--- TRECHO SELECIONADO ---

Já tivemos em outras ocasiões a oportunidade de tratar do tema a partir da teoria do indigenato, da escolha dos Constituintes pelo direito originário, da imutabilidade do art. 231 da Constituição Federal em razão da consagração de direitos fundamentais como cláusulas pétreas, ou seja, cláusulas, como o art. 231, que não estão sujeitas à vontade de legisladores ordinários.
Para o Poder Constituinte, de 1987/88, foi consagrado como direito fundante do nosso país, verdadeira cláusula pétrea, o art. 231 da Constituição Federal: "São reconhecidos aos índios sua organização social, costumes, línguas, crenças e tradições, e os direitos originários sobre as terras que tradicionalmente ocupam, competindo à União demarcá-las, proteger e fazer respeitar todos os seus bens. (...)"
É justamente sobre a integralidade do art. 231 da CF que será fixada a interpretação do Supremo Tribunal Federal, que uniformizará o entendimento constitucional acerca do direito dos povos indígenas sobre as terras que ocupam.

Entradas salvas

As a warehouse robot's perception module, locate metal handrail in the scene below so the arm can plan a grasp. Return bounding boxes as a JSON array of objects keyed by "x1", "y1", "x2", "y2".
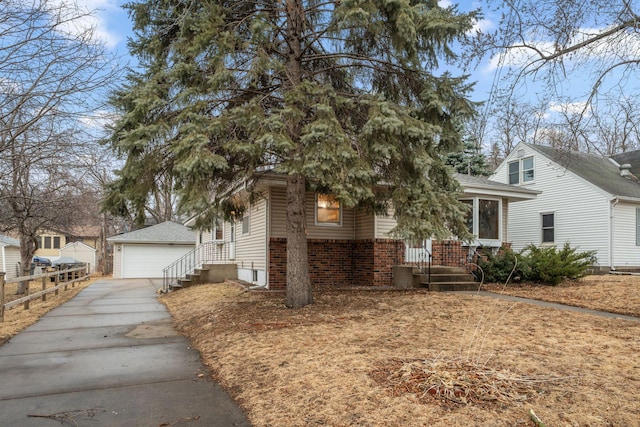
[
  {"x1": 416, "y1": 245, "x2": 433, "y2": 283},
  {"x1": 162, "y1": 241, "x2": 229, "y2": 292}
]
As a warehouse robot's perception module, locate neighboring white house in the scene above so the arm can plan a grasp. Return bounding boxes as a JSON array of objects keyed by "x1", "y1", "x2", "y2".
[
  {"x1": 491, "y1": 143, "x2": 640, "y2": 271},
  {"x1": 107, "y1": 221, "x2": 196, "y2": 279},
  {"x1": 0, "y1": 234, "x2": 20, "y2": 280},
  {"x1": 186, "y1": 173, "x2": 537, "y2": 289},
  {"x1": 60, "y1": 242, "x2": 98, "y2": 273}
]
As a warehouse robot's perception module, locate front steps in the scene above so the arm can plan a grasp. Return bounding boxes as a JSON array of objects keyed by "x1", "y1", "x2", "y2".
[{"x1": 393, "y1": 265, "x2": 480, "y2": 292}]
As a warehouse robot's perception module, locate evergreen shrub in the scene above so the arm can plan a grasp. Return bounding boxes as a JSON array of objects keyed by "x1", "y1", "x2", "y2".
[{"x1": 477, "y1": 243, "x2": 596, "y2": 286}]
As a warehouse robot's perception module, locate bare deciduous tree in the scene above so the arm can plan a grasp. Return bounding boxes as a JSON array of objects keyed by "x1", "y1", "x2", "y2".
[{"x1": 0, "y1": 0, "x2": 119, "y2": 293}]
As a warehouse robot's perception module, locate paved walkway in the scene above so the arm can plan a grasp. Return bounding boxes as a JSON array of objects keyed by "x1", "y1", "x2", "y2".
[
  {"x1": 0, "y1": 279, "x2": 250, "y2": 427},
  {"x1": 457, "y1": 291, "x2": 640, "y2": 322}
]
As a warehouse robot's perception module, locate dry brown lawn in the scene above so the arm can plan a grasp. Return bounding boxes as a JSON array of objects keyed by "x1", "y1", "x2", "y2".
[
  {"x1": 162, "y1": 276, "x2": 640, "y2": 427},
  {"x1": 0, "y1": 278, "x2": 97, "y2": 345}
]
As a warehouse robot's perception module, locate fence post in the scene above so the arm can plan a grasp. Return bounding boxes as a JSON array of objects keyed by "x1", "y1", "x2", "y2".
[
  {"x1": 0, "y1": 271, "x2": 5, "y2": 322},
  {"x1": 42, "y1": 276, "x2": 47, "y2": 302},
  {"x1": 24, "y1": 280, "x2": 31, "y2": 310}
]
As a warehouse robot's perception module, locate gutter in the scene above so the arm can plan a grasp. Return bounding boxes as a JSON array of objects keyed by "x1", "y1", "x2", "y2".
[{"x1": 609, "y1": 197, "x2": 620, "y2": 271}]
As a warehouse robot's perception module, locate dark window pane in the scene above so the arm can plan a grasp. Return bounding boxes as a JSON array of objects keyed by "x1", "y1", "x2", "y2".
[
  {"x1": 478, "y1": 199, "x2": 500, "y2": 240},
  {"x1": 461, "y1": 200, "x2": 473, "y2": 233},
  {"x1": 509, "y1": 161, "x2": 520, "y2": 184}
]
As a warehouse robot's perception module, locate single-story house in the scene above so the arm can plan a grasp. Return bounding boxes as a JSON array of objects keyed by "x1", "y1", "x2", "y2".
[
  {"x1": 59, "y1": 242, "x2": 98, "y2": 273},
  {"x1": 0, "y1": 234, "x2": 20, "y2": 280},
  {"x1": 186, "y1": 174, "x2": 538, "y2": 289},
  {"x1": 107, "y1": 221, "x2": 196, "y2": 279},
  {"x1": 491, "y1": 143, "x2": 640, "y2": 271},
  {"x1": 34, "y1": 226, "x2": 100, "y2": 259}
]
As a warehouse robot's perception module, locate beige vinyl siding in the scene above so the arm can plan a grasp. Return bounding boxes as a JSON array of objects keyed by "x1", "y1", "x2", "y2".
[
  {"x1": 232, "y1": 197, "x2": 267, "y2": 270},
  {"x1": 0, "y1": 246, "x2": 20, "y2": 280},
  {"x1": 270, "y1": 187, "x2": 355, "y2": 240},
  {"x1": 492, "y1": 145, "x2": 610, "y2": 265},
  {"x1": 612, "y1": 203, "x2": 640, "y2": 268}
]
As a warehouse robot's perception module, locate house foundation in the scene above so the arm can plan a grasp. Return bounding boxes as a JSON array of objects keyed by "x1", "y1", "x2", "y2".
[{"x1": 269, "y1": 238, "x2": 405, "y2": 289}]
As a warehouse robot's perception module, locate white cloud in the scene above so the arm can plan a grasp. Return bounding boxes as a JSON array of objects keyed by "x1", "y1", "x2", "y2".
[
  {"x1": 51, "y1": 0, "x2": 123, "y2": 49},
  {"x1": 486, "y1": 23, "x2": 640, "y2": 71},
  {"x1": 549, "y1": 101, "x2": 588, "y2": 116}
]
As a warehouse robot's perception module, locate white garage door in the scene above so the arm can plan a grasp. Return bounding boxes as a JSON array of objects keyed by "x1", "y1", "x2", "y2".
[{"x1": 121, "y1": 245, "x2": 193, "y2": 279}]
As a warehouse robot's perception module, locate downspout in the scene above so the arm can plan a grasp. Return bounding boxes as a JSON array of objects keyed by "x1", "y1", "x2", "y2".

--- TAREFAS ESCRITAS ---
1/ Resuma em duas frases o trecho sobre o art. 231.
2/ Transcreva do trecho sobre o art. 231 a parte que começa nas palavras "Para o Poder" e termina depois de "terras que ocupam.".
3/ De acordo com o trecho sobre o art. 231, a quem compete demarcar as terras tradicionalmente ocupadas pelos índios?

--- RESPOSTAS POR TAREFA ---
1/ O art. 231 da Constituição Federal, que reconhece aos índios sua organização social, costumes, línguas, crenças e tradições e os direitos originários sobre as terras que tradicionalmente ocupam, foi consagrado pelo Poder Constituinte de 1987/88 como cláusula pétrea, não sujeita à vontade de legisladores ordinários. É sobre a integralidade desse artigo que será fixada a interpretação do Supremo Tribunal Federal, que uniformizará o entendimento constitucional acerca do direito dos povos indígenas sobre as terras que ocupam.

2/
Para o Poder Constituinte, de 1987/88, foi consagrado como direito fundante do nosso país, verdadeira cláusula pétrea, o art. 231 da Constituição Federal: "São reconhecidos aos índios sua organização social, costumes, línguas, crenças e tradições, e os direitos originários sobre as terras que tradicionalmente ocupam, competindo à União demarcá-las, proteger e fazer respeitar todos os seus bens. (...)"
É justamente sobre a integralidade do art. 231 da CF que será fixada a interpretação do Supremo Tribunal Federal, que uniformizará o entendimento constitucional acerca do direito dos povos indígenas sobre as terras que ocupam.

3/ À União.